PROBLEM DESCRIPTION => Extend the description of the torque transfer module below, starting after its final sentence.

* begin PAGE *

Turning now to FIG. 5, there is shown an exploded view of a torque transfer module 140 according to another embodiment. Module 140 is similar to module 40a shown in FIG. 4, but has several differences. Module 140 includes a body 142, a cover plate 143 and a torque transmitting geartrain 150 including an input gear 152, a transfer gear 154 and an output gear 156. Input gear 152 and transfer gear 154 may be identical to their counterpart components in module 40a, as may body 142 and cover plate 143. Output gear 156, however, may have a hexagonal connecting interface 166 to enable mating with hexagonal threaded members, such as bolts, sparkplugs, etc. In addition, a set of inserts including a first insert 170a and a second insert 170b is shown in FIG. 5 which are configured to mate with connecting interface 166. In one embodiment, each of inserts 170a and 170b may have a hexagonal configuration. Inserts 170a and 170b may also include magnets 171 of magnetic material such as iron, iron alloys or other magnetic materials to allow them to readily couple with connecting interface 166 and to be retained in gear 156. Each of inserts 170a and 170b may also have a connecting interface 172a and 172b, respectively, which comprise different sized hexagonal connecting interfaces. Thus, collectively, connecting interfaces 166, 172a and 172b may be three different sizes, allowing module 140 to be used in driving hexagonal threaded members of three corresponding different sizes. In some instances, more than two different sized inserts may be used, or no inserts may be used.

* end PAGE *
* begin PROVIDED DATA *

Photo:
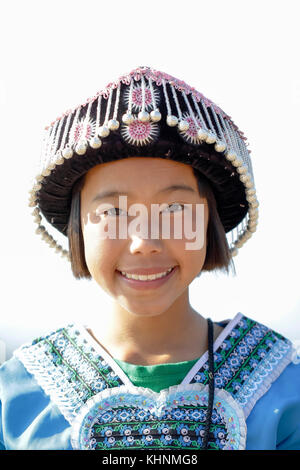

* end PROVIDED DATA *

EXERCISE RESPONSE =>
Referring to FIG. 6, there is shown a side view of tool assembly 70 illustrating the manner in which each of wrenches 32 and 34 are coupled with set 36 of torque transfer modules. In certain embodiments, only a single module might be used, and thus only module 40a is shown in FIG. 6. In one embodiment, wrench 32 may include a handle 33 and a head 39 coupled with handle 33. A rotatable drive element 38a may be disposed in head 39 and may include an input element or connecting interface 31, such as a female square drive socket-type input interface, and an output element or connecting interface 41a such as a male square drive socket-type output interface which is configured to mate with first connecting interface 64 of module 40a. An anti-rotation element 51 similar to anti-rotation element 62 of module 40a may be located on head 39 to enable wrench 32 to interlock with anti-rotation element 60 of module 40a. In designing wrench 32, the location of element 41a relative to anti-rotation element 51 should be designed such that the simultaneous connections between element 41a and connecting interface 64 and between anti-rotation elements 51 and 60 are possible. Mating of output interface 41a with connecting interface 64, and engaging of anti-rotation elements 51 and 60 allows wrench 62 to interlock with module 40a. Thus, wrench 62 may be held at a fixed angle interlocked with module 40a, and rotation of rotatable drive element 38a can impart a rotation to the input gear (not shown) of module 40a.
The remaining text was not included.